- [What you should do] Repeat every line below exactly, word for word.
>> begin Exercise material
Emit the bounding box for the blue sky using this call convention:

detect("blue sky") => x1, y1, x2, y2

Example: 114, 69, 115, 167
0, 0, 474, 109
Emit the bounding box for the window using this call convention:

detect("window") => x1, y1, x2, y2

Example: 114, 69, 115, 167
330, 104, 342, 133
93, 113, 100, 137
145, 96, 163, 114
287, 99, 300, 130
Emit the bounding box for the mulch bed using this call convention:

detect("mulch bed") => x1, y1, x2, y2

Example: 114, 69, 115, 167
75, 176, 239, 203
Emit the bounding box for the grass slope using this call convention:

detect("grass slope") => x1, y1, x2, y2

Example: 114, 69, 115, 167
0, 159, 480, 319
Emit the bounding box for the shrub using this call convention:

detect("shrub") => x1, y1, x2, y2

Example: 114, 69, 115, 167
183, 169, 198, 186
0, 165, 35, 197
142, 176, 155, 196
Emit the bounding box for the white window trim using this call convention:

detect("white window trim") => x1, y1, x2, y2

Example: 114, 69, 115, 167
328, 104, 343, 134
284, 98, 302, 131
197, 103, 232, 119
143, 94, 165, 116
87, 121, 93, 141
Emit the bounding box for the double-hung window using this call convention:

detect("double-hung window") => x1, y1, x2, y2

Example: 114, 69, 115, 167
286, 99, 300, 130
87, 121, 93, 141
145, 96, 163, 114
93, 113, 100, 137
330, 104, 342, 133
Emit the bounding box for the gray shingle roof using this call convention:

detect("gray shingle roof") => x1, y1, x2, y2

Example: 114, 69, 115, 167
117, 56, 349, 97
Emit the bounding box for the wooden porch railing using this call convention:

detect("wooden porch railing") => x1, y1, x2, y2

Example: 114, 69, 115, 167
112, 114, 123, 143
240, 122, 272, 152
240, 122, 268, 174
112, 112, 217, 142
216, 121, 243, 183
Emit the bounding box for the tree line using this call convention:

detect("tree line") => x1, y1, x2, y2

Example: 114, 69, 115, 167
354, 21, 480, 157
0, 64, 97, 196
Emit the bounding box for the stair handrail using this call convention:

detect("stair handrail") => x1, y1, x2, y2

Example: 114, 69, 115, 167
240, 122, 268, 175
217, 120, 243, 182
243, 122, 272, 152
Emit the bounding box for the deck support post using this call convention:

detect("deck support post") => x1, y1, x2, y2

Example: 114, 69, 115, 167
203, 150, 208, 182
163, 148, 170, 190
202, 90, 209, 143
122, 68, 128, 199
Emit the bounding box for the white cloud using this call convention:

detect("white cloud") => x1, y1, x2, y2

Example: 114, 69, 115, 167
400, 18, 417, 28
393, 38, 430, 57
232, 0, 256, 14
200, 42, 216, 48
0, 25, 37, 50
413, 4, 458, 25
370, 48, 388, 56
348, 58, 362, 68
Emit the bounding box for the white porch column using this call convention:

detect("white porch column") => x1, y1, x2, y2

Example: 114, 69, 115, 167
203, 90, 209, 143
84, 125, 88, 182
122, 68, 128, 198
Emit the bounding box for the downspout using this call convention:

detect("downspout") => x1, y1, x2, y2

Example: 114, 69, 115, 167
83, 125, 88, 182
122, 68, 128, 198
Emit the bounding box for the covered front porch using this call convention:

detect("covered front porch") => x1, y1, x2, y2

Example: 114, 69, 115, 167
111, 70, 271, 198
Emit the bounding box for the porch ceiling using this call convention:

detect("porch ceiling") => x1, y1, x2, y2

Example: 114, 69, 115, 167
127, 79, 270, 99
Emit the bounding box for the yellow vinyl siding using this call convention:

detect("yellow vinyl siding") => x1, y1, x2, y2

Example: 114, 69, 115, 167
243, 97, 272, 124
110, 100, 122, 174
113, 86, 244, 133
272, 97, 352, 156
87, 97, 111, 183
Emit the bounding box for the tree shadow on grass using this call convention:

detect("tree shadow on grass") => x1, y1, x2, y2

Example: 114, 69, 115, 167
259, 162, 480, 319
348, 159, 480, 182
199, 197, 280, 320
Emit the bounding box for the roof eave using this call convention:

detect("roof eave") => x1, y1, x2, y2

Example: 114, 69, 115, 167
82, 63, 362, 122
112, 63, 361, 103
>> end Exercise material
- [Final answer]
Emit the bounding box for the blue sky using this call convention:

detect("blue sky") => x1, y1, x2, y2

Example: 114, 69, 115, 167
0, 0, 474, 109
Emit the bounding box for the window using this call convention:

detect("window") => x1, y1, x2, y2

Example: 114, 69, 115, 167
330, 104, 342, 133
93, 113, 100, 137
145, 96, 163, 114
287, 99, 300, 130
Emit the bounding box for the mulch bed using this call convention:

detect("mulch bed") => x1, y1, x2, y2

Example: 114, 69, 115, 167
75, 176, 239, 203
Emit the bounding box for the grass slope using this call convention:

detect("grass slope") => x1, y1, x2, y2

Example: 114, 69, 115, 167
0, 159, 480, 319
Emit the bounding box for the shrub using this call convention:

detect("shrub") => x1, y1, x2, y2

Example: 114, 69, 115, 167
183, 169, 198, 186
0, 165, 35, 197
142, 176, 155, 196
Emit the bounding box for the white window trim using this call convention:

detect("white window trim") => x1, y1, x2, y2

Example: 114, 69, 115, 167
328, 104, 343, 134
284, 98, 302, 131
197, 103, 232, 119
143, 94, 165, 116
87, 121, 93, 141
Emit the bounding box for the double-hung window using this call convention:

detect("double-hung window") => x1, y1, x2, y2

Example: 114, 69, 115, 167
286, 99, 300, 130
87, 121, 93, 141
145, 96, 163, 114
93, 113, 100, 137
330, 104, 342, 133
Emit the bounding box for the gray shingle roof using this call convention:

detect("gray shingle roof") => x1, y1, x2, y2

Example: 114, 69, 115, 167
117, 56, 349, 97
Emit the bounding box for the wooden porch railing using this call convention:

detect("wooden porch railing") => x1, y1, x2, y2

Example: 114, 69, 115, 167
112, 114, 123, 143
240, 122, 272, 152
240, 122, 268, 174
112, 112, 217, 142
216, 121, 243, 183
Emit the bounding box for the tree line using this call convention:

detect("tree line") => x1, y1, x2, y2

Example: 114, 69, 115, 167
354, 21, 480, 157
0, 64, 97, 196
Emit the bounding box for the stair handrail using this call convention:

detect("stair handrail") => x1, y1, x2, y2

Example: 114, 69, 115, 167
240, 122, 268, 175
217, 120, 243, 182
243, 122, 272, 152
Emit the bounding box for the deck support post using this call convention:

detect("deck support post") => x1, y1, x2, y2

Example: 114, 69, 115, 167
203, 150, 208, 182
163, 148, 170, 190
202, 90, 209, 143
122, 68, 128, 199
Emit the bounding box for the white cloud using this call convention:

detect("white cloud") => x1, y1, x2, y2

Example: 114, 69, 115, 167
400, 18, 417, 28
393, 38, 430, 57
232, 0, 256, 14
200, 42, 216, 48
0, 25, 37, 50
413, 4, 458, 25
370, 48, 388, 56
348, 58, 362, 68
Emit the bounding box for the white porch column using this call convention:

detect("white porch column") => x1, y1, x2, y2

Example: 114, 69, 115, 167
203, 90, 209, 143
84, 125, 88, 182
122, 68, 128, 198
Emit the bounding box for the downspout using this call convention:

detect("downspout") => x1, y1, x2, y2

Example: 114, 69, 115, 167
83, 125, 88, 182
122, 68, 128, 198
Emit the bounding box for the covered front porch using this call convention:

detect("covered front porch") => x1, y1, x2, y2

Example: 114, 69, 115, 167
111, 70, 271, 198
Emit the bounding box for the porch ceiling using this call convention:

detect("porch ceiling") => x1, y1, x2, y2

Example: 114, 69, 115, 167
127, 79, 270, 99
Emit the bounding box for the yellow vinyl siding using this call convention:

detect("yellow vinyl siding") => x1, y1, x2, y2

Example: 114, 69, 115, 167
243, 97, 272, 124
110, 100, 122, 174
113, 86, 244, 133
272, 97, 352, 156
87, 97, 111, 183
Emit the bounding box for the tree shadow on grass using this call convention:

detect("tree shadow on grass") => x1, y1, x2, y2

Example: 114, 69, 115, 167
259, 162, 480, 319
348, 159, 480, 182
199, 197, 280, 320
Emit the bounding box for the roof eave using this call convention:

detect("roof eave") => x1, y1, x2, y2

Example: 114, 69, 115, 167
82, 63, 362, 122
112, 63, 361, 103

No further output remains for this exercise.